* Source data:
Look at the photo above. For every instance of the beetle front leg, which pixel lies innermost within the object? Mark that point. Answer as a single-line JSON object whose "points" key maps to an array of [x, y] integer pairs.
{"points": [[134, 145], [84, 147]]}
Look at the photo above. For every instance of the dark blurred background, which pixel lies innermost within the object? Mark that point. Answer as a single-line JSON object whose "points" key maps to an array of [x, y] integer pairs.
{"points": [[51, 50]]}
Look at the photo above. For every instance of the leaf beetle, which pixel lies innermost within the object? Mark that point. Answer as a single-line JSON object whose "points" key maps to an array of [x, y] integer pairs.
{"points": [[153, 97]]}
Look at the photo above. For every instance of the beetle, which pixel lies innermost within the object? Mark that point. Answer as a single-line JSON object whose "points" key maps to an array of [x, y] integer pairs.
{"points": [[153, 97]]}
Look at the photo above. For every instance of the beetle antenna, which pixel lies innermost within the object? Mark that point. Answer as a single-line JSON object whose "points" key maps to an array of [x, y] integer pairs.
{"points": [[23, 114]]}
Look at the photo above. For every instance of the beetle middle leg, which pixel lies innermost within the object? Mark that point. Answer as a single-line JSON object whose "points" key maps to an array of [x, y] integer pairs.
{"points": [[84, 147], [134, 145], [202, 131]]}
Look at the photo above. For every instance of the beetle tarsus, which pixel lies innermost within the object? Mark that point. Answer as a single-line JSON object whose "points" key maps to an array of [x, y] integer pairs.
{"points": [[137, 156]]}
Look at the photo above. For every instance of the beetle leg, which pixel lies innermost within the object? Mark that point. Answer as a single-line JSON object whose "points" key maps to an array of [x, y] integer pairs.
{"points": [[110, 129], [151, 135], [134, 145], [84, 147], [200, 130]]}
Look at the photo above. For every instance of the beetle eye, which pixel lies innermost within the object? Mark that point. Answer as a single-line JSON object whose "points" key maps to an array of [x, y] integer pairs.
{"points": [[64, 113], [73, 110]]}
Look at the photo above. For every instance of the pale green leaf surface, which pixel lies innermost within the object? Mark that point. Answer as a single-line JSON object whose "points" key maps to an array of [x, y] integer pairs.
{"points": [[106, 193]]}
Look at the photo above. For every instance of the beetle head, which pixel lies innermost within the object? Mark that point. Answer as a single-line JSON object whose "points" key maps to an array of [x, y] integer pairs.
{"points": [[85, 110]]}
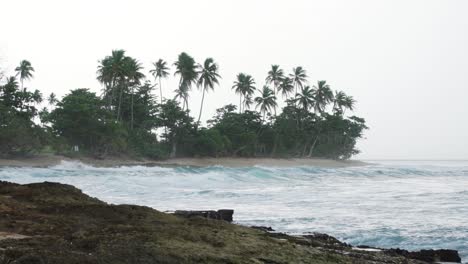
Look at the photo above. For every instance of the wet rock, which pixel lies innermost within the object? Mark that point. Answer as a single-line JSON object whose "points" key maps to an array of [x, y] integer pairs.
{"points": [[439, 255], [263, 228], [222, 214]]}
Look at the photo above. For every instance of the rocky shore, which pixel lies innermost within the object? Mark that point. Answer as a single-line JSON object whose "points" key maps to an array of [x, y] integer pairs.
{"points": [[56, 223], [47, 160]]}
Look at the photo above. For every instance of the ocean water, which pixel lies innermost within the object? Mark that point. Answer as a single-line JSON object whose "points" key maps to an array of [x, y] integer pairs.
{"points": [[405, 204]]}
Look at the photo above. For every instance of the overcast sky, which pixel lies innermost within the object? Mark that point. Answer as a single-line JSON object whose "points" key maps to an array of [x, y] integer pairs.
{"points": [[405, 62]]}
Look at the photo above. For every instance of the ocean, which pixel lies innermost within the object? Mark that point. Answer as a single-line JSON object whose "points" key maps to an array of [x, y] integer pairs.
{"points": [[392, 204]]}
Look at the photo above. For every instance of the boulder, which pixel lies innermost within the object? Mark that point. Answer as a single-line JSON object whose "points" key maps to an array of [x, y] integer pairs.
{"points": [[222, 214], [439, 255]]}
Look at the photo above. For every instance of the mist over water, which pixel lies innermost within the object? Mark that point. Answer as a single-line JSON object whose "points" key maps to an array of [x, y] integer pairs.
{"points": [[406, 204]]}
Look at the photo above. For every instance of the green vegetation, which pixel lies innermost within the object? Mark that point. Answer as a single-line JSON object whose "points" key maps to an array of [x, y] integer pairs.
{"points": [[128, 118]]}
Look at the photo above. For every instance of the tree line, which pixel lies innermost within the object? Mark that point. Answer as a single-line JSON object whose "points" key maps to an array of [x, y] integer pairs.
{"points": [[129, 118]]}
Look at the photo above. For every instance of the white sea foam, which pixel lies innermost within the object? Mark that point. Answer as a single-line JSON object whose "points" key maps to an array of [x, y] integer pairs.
{"points": [[411, 205]]}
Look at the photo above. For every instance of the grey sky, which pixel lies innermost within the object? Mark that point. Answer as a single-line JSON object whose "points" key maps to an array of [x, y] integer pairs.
{"points": [[405, 62]]}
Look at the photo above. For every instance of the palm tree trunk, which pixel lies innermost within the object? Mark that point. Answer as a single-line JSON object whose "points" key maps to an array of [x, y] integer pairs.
{"points": [[120, 102], [160, 90], [312, 147], [240, 103], [174, 149], [201, 106], [131, 123]]}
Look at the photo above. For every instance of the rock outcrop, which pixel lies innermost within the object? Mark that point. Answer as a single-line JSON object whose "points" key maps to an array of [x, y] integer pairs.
{"points": [[55, 223]]}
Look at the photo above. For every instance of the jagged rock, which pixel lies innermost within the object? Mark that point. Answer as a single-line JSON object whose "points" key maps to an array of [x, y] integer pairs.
{"points": [[439, 255], [222, 214], [263, 228], [58, 224]]}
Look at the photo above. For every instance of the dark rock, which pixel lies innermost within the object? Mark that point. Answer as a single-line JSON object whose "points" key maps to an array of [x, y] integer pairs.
{"points": [[263, 228], [439, 255], [222, 214], [325, 240]]}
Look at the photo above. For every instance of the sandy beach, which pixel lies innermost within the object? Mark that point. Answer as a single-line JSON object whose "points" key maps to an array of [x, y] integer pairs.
{"points": [[51, 160]]}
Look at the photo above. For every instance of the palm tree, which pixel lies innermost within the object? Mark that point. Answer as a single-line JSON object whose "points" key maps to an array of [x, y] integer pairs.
{"points": [[244, 86], [24, 70], [248, 101], [161, 70], [52, 99], [208, 78], [299, 77], [323, 95], [134, 76], [266, 101], [349, 104], [305, 98], [275, 76], [341, 102], [187, 69], [37, 96], [180, 95], [286, 87], [111, 74]]}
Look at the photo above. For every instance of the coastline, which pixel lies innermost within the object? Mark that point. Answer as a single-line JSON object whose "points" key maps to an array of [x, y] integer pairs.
{"points": [[233, 162], [38, 218]]}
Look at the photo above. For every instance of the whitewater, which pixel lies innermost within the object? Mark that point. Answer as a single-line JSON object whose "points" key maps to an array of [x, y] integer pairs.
{"points": [[406, 204]]}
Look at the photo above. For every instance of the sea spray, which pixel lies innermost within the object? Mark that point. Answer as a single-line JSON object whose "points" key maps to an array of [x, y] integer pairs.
{"points": [[412, 205]]}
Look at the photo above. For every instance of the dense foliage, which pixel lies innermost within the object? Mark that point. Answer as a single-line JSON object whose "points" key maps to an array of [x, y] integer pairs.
{"points": [[128, 118]]}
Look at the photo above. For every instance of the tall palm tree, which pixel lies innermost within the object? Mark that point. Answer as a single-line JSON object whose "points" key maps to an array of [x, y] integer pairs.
{"points": [[286, 87], [349, 104], [111, 73], [208, 78], [275, 76], [305, 98], [134, 76], [161, 70], [323, 95], [248, 102], [244, 86], [180, 95], [266, 101], [52, 99], [24, 70], [341, 102], [299, 77], [37, 96], [186, 68]]}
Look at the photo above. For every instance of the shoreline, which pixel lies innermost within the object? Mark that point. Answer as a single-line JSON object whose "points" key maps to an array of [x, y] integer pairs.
{"points": [[231, 162], [40, 217]]}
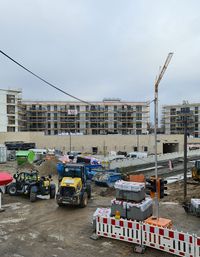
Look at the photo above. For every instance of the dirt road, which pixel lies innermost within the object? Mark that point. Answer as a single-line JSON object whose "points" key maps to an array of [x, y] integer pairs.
{"points": [[43, 229]]}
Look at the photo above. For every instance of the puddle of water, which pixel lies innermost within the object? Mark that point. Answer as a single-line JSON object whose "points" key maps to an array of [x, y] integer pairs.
{"points": [[5, 221]]}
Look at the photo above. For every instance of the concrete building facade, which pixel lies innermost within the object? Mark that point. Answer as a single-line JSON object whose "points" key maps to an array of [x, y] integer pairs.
{"points": [[100, 144], [111, 116], [11, 111], [175, 116]]}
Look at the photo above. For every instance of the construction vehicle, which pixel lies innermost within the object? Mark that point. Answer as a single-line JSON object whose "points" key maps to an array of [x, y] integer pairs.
{"points": [[74, 187], [196, 171], [31, 184]]}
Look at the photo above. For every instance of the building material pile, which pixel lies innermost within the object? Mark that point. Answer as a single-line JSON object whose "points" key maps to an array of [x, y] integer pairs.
{"points": [[130, 201]]}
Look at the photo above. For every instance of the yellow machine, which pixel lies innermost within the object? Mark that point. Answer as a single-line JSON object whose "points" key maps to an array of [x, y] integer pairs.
{"points": [[196, 171], [74, 189]]}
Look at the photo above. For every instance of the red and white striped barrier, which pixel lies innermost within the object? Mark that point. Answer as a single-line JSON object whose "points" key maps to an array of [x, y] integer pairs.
{"points": [[129, 231], [143, 234], [168, 240]]}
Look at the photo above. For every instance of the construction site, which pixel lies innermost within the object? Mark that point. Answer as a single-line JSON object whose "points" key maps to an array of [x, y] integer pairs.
{"points": [[66, 231]]}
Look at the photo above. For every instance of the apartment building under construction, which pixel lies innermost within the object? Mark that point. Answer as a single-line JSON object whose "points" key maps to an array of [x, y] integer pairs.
{"points": [[12, 111], [110, 116], [177, 118]]}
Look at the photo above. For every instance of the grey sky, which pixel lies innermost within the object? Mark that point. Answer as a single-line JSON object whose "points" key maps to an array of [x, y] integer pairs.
{"points": [[102, 48]]}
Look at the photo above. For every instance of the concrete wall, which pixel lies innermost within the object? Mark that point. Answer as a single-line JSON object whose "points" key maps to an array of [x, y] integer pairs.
{"points": [[85, 143]]}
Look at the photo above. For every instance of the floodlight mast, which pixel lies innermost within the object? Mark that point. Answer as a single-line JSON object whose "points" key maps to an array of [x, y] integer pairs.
{"points": [[157, 82]]}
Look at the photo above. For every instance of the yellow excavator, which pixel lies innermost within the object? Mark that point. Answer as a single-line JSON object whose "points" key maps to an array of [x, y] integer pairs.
{"points": [[196, 171]]}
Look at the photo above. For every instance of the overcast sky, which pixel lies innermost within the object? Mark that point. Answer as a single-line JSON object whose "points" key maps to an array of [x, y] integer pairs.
{"points": [[102, 48]]}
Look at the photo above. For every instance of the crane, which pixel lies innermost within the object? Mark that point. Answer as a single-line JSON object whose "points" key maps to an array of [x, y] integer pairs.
{"points": [[157, 82]]}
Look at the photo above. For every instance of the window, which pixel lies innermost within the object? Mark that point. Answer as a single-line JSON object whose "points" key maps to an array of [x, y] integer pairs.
{"points": [[10, 99], [138, 108], [10, 109], [10, 129], [138, 116], [11, 120]]}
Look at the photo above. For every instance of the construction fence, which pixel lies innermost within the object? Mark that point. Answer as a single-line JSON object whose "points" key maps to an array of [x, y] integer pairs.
{"points": [[143, 234]]}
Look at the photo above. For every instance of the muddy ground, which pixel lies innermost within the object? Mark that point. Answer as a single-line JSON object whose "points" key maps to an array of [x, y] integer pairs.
{"points": [[43, 229]]}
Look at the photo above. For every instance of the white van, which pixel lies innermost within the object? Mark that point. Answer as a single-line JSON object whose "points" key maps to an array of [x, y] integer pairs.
{"points": [[137, 155]]}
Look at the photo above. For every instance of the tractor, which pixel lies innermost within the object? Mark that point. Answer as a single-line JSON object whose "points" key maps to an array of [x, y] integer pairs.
{"points": [[74, 187], [196, 171], [31, 184]]}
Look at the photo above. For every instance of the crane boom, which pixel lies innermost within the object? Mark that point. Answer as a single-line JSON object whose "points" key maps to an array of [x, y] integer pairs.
{"points": [[169, 57]]}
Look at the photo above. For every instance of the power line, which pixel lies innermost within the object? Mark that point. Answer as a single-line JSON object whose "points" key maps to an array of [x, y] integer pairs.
{"points": [[40, 78]]}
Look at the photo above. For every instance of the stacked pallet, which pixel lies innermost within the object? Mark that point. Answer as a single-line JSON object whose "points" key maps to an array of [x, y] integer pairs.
{"points": [[131, 201]]}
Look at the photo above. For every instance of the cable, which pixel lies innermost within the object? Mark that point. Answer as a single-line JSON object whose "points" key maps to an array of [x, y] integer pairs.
{"points": [[45, 81]]}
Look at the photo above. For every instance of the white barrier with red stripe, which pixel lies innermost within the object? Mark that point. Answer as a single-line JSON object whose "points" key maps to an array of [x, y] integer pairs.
{"points": [[164, 239], [129, 231], [168, 240]]}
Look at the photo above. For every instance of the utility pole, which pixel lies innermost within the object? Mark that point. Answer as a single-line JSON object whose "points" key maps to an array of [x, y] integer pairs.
{"points": [[70, 141], [156, 124], [185, 157]]}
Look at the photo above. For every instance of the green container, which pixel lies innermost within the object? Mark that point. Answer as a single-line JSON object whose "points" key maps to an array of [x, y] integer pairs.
{"points": [[25, 156]]}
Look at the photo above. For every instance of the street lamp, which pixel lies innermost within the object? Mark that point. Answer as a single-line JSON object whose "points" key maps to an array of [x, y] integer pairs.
{"points": [[156, 123]]}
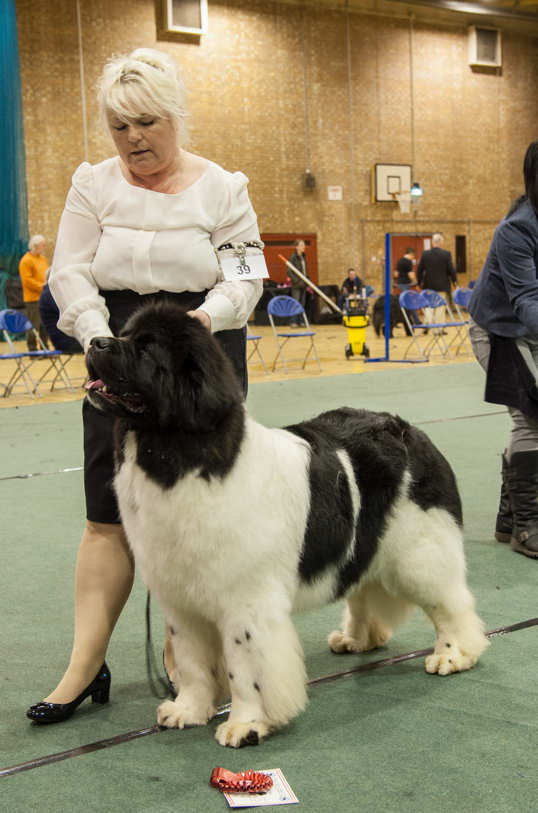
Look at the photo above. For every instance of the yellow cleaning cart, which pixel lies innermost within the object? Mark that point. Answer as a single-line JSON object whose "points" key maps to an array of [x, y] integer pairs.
{"points": [[356, 319]]}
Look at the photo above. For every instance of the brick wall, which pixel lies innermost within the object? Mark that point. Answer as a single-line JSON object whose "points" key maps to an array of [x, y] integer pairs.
{"points": [[246, 95]]}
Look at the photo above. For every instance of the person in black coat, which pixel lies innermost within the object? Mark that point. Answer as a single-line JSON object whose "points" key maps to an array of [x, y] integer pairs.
{"points": [[351, 285], [436, 270], [504, 336]]}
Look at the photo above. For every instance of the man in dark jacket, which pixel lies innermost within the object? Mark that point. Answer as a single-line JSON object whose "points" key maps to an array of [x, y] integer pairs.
{"points": [[436, 270]]}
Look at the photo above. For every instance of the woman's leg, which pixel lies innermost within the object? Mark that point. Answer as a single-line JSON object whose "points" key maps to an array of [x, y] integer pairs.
{"points": [[103, 580]]}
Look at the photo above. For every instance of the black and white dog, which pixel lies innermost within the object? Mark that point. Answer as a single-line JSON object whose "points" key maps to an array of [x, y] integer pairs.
{"points": [[235, 526]]}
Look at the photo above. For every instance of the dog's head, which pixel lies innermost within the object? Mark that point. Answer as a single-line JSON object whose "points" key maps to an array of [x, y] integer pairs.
{"points": [[165, 371]]}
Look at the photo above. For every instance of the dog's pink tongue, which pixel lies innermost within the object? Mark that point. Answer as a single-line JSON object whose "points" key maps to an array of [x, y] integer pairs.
{"points": [[94, 385]]}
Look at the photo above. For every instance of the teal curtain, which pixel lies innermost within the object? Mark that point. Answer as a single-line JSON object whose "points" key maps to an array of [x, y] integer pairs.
{"points": [[13, 195]]}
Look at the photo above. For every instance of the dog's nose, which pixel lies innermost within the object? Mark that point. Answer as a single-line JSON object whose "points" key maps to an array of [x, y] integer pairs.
{"points": [[102, 342]]}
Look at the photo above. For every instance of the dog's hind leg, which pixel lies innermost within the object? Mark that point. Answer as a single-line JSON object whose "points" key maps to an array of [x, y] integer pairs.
{"points": [[369, 617], [427, 567], [266, 674], [197, 651]]}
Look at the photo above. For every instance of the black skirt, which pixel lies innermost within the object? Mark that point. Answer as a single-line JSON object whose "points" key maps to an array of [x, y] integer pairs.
{"points": [[101, 504], [509, 380]]}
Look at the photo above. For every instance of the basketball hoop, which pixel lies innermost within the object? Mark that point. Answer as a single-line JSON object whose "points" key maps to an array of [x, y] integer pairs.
{"points": [[404, 201]]}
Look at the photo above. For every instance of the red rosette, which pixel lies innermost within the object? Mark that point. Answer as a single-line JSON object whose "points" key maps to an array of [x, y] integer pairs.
{"points": [[243, 782]]}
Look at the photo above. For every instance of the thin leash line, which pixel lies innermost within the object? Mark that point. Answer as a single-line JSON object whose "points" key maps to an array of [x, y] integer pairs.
{"points": [[156, 729], [417, 423]]}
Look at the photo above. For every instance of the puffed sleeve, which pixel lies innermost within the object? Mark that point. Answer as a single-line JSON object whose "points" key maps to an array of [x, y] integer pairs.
{"points": [[83, 313], [229, 304]]}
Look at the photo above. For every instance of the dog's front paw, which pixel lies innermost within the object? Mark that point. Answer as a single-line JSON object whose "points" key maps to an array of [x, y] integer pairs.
{"points": [[238, 734], [446, 663], [176, 714], [374, 636]]}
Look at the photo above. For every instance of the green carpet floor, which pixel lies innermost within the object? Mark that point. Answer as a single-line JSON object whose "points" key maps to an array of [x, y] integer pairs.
{"points": [[395, 739]]}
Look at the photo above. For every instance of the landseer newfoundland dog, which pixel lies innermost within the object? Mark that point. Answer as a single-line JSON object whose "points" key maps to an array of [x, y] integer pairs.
{"points": [[235, 526]]}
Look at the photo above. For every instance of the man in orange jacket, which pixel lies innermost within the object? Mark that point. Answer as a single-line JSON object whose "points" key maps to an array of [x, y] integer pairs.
{"points": [[33, 269]]}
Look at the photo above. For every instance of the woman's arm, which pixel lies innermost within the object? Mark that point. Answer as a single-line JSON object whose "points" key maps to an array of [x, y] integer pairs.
{"points": [[516, 255], [229, 304], [83, 313]]}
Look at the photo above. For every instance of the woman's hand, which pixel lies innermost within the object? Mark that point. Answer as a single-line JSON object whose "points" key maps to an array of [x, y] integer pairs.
{"points": [[202, 317]]}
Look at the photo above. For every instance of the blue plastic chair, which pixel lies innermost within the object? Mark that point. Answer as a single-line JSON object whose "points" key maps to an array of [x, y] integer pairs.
{"points": [[16, 324], [288, 307], [255, 338], [462, 340], [427, 301]]}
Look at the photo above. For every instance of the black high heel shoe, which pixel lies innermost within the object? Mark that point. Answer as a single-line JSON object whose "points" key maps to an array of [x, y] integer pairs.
{"points": [[99, 689]]}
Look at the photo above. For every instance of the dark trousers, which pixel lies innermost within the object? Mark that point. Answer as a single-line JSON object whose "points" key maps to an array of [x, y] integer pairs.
{"points": [[32, 312]]}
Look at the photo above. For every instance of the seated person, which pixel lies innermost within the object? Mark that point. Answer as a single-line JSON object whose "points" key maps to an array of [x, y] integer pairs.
{"points": [[351, 285], [48, 310]]}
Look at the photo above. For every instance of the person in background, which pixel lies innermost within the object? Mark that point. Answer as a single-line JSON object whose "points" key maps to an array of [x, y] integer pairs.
{"points": [[405, 272], [49, 313], [149, 224], [352, 284], [504, 336], [33, 269], [436, 271], [406, 277]]}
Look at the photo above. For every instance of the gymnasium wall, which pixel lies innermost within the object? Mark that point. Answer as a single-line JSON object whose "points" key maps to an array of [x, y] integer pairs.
{"points": [[247, 103]]}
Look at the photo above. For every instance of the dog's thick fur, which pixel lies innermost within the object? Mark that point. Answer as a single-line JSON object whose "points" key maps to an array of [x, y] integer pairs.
{"points": [[396, 315], [235, 526]]}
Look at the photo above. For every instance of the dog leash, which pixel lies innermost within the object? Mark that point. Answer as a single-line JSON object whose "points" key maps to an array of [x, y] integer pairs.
{"points": [[155, 679]]}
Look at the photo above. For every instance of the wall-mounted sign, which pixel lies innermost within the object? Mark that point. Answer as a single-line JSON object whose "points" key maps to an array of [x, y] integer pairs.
{"points": [[335, 192]]}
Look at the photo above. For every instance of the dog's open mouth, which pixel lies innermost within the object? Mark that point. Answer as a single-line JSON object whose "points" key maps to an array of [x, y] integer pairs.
{"points": [[130, 401]]}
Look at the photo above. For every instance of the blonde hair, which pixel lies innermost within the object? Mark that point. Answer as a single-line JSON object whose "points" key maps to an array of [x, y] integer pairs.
{"points": [[35, 241], [144, 82]]}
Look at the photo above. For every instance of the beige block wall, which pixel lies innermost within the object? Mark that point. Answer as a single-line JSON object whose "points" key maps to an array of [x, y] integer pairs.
{"points": [[247, 96]]}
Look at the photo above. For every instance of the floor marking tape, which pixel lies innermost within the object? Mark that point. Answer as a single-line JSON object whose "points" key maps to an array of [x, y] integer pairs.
{"points": [[144, 732]]}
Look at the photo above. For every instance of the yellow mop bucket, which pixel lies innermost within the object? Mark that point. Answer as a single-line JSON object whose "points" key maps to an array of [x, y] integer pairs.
{"points": [[356, 320]]}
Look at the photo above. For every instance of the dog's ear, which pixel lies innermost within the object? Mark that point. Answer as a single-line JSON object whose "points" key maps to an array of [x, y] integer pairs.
{"points": [[202, 390]]}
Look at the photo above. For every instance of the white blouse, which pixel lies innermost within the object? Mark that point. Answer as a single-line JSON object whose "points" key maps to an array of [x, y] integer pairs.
{"points": [[116, 236]]}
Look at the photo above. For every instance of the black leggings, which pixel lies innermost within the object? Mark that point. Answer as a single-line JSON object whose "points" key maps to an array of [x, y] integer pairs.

* WORK INSTRUCTIONS: Keep to the lines from the one containing "Look at the photo above. For every instance of the blonde" to the end of the entries above, and retype them exactly.

* TASK RESPONSE:
Look at the photo above. For every instance of the blonde hair, which pixel lies innermost within the object? Mark that point. Answer as a single-line JSON object whose "points" key maps to an array of [x, y] integer pairs.
{"points": [[35, 241], [144, 82]]}
Look at the photo above. For every instance of the beige block wall, which pixel lies innermost within the object? Mark that point. Answer as a single-line JSON object whose "points" key maps to an array of [x, y] integer pairs.
{"points": [[247, 96]]}
Look at the photo above. For every instance of the floor marking tape, which pixel lies innermost within the object? Mark that point. Answer as a single-line JSON object whose "points" key maps to an array of [x, y] integer pairs.
{"points": [[144, 732]]}
Look at the photo above. For every instance of the yellow mop bucket, which pixel lies innermost within the object? Mark that point. Answer as a single-line JSON object whose "points" key maps to an array of [x, y] integer pairs.
{"points": [[356, 320]]}
Look at the photo above. For every instance of the dog's ear, which pixel lies innermost within the object? Mark that point. Answer as a single-line JSON object whose "points" key maps to an array of [x, y] integer pairs.
{"points": [[202, 390]]}
Look at the photo above. For every instance of the white blouse, which pixel lies innermost within the object? Mark that point. Answer as a single-line JSON object whose "points" key maps to an array of [x, y] integer pairs.
{"points": [[116, 236]]}
Look at the photo above. For every instance of the black leggings, which pixel lies innermost within the object? Mark that point. Answer as a single-line JSON object whose "points" key maps to an array of [x, y] integer pairs.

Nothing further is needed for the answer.